# Data shown
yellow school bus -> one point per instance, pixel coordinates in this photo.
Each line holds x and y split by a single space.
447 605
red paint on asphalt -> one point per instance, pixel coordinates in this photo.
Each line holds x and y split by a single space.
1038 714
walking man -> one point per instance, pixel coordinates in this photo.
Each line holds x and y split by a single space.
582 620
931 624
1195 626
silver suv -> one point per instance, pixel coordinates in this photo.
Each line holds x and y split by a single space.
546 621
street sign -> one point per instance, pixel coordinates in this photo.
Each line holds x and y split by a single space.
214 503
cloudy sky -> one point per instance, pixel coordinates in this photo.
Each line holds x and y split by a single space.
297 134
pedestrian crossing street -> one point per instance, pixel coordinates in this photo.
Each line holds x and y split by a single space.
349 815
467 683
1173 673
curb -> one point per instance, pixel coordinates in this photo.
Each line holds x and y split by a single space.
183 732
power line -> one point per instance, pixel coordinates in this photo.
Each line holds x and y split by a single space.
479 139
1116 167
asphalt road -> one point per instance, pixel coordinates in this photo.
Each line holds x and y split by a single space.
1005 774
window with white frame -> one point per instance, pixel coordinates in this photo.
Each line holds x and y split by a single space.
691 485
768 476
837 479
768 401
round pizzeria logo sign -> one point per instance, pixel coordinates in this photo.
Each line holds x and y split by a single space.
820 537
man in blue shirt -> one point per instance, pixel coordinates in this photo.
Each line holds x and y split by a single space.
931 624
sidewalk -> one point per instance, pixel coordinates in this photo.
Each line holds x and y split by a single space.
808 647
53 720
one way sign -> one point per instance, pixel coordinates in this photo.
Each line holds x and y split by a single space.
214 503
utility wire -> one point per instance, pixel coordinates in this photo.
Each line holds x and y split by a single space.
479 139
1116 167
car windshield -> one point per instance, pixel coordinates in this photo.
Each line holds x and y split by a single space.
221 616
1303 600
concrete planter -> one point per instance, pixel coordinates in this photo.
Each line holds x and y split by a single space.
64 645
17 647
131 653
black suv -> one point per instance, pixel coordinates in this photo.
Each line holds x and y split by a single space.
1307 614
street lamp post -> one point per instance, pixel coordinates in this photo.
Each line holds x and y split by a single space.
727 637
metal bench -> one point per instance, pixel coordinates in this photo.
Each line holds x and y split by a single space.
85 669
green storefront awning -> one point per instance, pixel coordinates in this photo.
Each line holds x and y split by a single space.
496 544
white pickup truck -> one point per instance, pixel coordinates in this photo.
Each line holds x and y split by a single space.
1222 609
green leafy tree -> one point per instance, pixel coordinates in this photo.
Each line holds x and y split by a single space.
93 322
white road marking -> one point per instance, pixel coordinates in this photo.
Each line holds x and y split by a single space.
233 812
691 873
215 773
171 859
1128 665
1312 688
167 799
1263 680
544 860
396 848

# Prompt
Find the word "sign" in the data and show each line that holds it.

# Answer section
street sign -> one point per instance, pixel coordinates in this photo.
round pizzeria logo sign -> one point per instance, pixel coordinates in this photo.
one way sign -> one point per instance, pixel coordinates in this photo.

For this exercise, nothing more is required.